You’re doing alot and I go through periods too—like with my last class: Business Law, where it literally feels like “pulling teeth” to wrap up the class. Motivation for me, is weird like that. I know it’s not easy to cut yourself some slack–but you should. You’re taking on quite a bit & you’ll find a way to motivate yourself. I’m impressed that you’re going back to college. I’m 33 & it’s always been a dream of mine to have my Bachelor’s degree.
We support you here!!
April 14, 2019 at 4:16 pm #113961
Thank you, Skypark962! You really do understand. I’m working on going easy on myself, but I’m also paying for school, and cannot afford to repeat a class if I fail. I’ll definitely mention Mydayis to my psychiatrist. I have insurance, but I’ll check out the patience assistance program, just in case my provider refuses to cover it.
Good luck to you, as well! In hindsight, ADHD (and an expensive private college) was probably the primary reason I didn’t do as well in college when I was 18, but I have a hard time accepting the diagnosis at my current age, because it’s something I can’t “feel.”
April 14, 2019 at 6:28 pm #113962
I totally get it. I’m going to a competency-based university called WGU. I’ve finished the normal 4 classes and just finished my 5th yesterday. Ever class I finish within the 6month semester is included in the $3375 tuition.
I DEF feel like I’m better at college now, than when I gave it 20% in my early 20’s lol
BUT I’m so glad you wrote this post, bc I TOO hit a wall. I had to really force myself to just take the assesment.
I REALLY like WGU-online bc I get paired with a mentor who is like a “cheerleader” and keeps me accountable.
I think I’m gunna take a few days off to help me re-focus on the next subject. I found out also through this school that I’m quite good at Math–which all other schools put me in developmental (I’d miss the math assessment by like ONE question!).
You’re GUNNA feel so good when you finish!
What is your plan after you get your degree & what % are you done with?
April 14, 2019 at 6:30 pm #113963
I’m super curious about the MYDAYIS—cost & if it really works like they say. If you’re in the states, lemme know what you find out. Go online & type ShireCares program bc there’s paperwork the dr fills out & I think has to send in.
# # #
> **Questions to answer**
1) In the forum thread about going back to college with ADHD, what is the tuition for a six-month semester at WGU?
2) Continue the forum thread about going back to college with ADHD from where it stops, keeping its casual voice.

> **Given records**
# # #
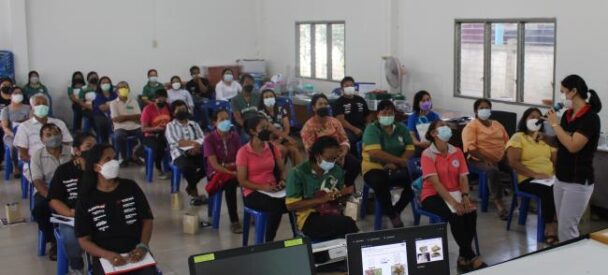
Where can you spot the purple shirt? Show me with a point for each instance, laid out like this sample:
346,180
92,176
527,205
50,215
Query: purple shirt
223,150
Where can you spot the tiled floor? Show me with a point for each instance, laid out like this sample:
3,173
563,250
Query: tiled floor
172,248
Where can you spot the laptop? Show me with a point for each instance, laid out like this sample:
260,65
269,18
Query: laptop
403,251
277,258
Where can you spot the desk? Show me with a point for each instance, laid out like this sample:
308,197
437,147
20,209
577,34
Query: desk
585,256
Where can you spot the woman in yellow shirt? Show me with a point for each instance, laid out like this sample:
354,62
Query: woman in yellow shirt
532,158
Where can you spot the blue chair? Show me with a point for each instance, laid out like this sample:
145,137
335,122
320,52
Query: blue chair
523,209
260,225
482,180
212,106
62,256
286,102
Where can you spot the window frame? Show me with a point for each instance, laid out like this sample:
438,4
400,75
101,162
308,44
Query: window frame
487,59
328,24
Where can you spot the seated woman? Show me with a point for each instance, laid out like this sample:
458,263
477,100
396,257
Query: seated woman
260,171
532,158
445,192
185,139
103,228
485,140
101,108
278,117
11,116
220,150
63,194
322,124
315,182
421,118
387,146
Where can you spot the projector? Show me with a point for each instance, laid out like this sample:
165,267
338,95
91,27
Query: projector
329,252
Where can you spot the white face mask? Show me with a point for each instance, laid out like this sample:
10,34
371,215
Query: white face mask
533,124
109,170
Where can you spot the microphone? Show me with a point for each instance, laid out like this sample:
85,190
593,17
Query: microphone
556,107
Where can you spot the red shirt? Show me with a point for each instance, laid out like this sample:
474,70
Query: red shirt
260,166
153,117
448,168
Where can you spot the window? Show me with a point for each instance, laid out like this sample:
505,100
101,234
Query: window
505,60
320,50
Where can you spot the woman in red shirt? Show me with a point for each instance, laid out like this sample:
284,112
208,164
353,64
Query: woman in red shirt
445,192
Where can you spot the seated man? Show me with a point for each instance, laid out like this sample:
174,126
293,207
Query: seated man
352,112
27,138
63,194
185,139
125,115
485,142
44,162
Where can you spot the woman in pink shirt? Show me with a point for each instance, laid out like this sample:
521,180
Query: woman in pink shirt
260,172
445,192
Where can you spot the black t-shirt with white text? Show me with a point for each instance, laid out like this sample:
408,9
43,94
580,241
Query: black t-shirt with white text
354,110
64,185
113,219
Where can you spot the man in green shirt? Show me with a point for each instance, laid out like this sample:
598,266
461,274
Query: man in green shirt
318,182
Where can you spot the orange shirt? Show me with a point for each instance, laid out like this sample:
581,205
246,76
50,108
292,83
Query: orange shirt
490,141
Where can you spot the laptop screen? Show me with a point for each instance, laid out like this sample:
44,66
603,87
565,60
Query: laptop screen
277,258
404,251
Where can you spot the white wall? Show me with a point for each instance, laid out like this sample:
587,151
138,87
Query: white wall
426,42
115,38
367,35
# # #
> **Activity answers**
1) $3375

2)
April 14, 2019 at 6:44 pm #113966
Thanks, I’ll definitely look up the paperwork. I am in the States.
I don’t have any definite plans, except to go to grad school. Like I said, I’m already in a career; I just wanna finish what I started.
April 14, 2019 at 7:01 pm #113967
That’s awesome. I’m currently a haircolorist & although I make sometime $130/hr….the toll it’s taking on my body.
So, as soon as I finish my BS in HR, I plan to start looking to get back into corp & finish my MBA while working.
April 20, 2019 at 12:27 am #114467
I was tormented by doses that were just to low. I’m 53. Conservative and take it easy equals massive anxiety as I feel my life slip away. I finally got a doctor that explained and increased my dose. I hated it. But it worked. Regular old Ritalin extended release works best for me. Concerts with 5 mg methylphenidate in the morning or I would never get out of the circles. I don’t do anything until I know it’s kicked in because it’s so painful to know I just stumbled around and get frustrated. I’ve seen other people struggling with low doses as well. My body hurt, my self esteem suffered. I was stuck. The right dose makes depression and physical pain go away. I’m still swallowing hard as a person that didn’t want any chemicals in my body. But it works.
April 20, 2019 at 12:34 am #114468
Thanks for that. Since I’m so new at all this, I have no idea what’s considered a low dose. I’m now taking 20mg methylphenidate, and I still don’t notice any difference. I was also strictly against chemicals, but nothing else seemed to work, and I had work to do.